**YOUR INSTRUCTIONS**. Rewrite the listing below, starting at the line containing "In the photo above, can you tell me where the grassy" and ending at the last line of the listing, keeping the requests and their format samples unchanged. Scale every coordinate in the answers by 1.4 and round each result to a whole number, with halves rounded up.

++++ LISTING

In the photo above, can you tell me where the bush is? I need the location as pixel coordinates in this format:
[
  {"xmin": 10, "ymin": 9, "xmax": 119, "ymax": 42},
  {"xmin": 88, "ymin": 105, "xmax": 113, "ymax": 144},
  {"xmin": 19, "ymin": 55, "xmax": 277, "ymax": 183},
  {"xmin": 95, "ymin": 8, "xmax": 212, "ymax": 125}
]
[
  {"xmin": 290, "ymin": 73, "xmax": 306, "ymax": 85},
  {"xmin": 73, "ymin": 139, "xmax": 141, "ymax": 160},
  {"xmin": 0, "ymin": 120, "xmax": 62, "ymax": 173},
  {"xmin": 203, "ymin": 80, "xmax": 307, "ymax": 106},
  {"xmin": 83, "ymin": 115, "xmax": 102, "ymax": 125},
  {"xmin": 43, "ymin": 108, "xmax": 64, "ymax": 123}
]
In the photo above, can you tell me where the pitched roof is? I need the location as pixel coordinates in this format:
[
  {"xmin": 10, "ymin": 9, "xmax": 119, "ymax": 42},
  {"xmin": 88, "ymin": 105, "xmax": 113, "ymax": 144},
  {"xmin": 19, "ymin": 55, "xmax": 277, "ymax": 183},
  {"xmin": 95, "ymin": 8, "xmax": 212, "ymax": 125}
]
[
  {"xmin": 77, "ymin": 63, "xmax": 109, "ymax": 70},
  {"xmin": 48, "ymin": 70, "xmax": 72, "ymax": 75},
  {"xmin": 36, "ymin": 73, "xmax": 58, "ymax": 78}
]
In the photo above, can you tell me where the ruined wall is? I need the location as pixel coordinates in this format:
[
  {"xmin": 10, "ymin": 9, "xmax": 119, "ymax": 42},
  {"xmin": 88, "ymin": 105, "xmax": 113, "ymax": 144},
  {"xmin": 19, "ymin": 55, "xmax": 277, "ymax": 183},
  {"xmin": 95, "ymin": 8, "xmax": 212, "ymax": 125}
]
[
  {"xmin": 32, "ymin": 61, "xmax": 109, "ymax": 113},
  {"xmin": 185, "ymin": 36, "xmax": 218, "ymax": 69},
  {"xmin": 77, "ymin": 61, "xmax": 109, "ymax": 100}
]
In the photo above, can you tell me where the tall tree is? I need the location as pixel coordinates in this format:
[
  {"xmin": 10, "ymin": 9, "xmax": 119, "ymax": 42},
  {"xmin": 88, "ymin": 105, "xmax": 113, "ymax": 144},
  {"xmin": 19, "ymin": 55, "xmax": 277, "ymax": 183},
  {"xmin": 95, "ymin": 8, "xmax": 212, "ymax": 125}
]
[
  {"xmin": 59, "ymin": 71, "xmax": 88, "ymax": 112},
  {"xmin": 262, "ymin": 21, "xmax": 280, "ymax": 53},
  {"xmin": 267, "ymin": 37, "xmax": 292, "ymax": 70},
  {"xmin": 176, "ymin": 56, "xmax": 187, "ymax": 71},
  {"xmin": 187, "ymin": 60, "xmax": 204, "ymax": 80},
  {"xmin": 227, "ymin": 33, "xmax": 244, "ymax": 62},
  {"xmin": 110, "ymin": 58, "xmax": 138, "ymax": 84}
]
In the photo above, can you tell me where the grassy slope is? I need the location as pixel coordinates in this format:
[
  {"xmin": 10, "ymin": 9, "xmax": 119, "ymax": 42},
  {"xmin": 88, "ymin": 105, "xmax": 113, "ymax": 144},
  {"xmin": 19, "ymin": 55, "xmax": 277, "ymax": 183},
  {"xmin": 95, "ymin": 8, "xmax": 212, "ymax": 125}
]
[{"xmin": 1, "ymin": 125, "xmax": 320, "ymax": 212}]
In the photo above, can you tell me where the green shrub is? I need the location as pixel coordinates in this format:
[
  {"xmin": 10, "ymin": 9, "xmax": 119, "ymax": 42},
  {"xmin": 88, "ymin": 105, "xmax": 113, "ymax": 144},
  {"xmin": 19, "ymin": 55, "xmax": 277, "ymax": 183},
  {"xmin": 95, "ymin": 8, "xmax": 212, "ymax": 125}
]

++++++++

**ANSWER TO THIS TASK**.
In the photo above, can you tell me where the grassy slope is? I need the location as pixel coordinates in this format:
[
  {"xmin": 10, "ymin": 9, "xmax": 119, "ymax": 42},
  {"xmin": 88, "ymin": 105, "xmax": 113, "ymax": 144},
  {"xmin": 19, "ymin": 55, "xmax": 277, "ymax": 183},
  {"xmin": 95, "ymin": 8, "xmax": 212, "ymax": 125}
]
[{"xmin": 1, "ymin": 175, "xmax": 448, "ymax": 297}]
In the photo above, can you tell me where the green shrub is? I need the location as pixel coordinates in this format:
[
  {"xmin": 10, "ymin": 9, "xmax": 119, "ymax": 42},
  {"xmin": 88, "ymin": 105, "xmax": 113, "ymax": 144},
  {"xmin": 19, "ymin": 55, "xmax": 277, "ymax": 183},
  {"xmin": 95, "ymin": 8, "xmax": 212, "ymax": 125}
]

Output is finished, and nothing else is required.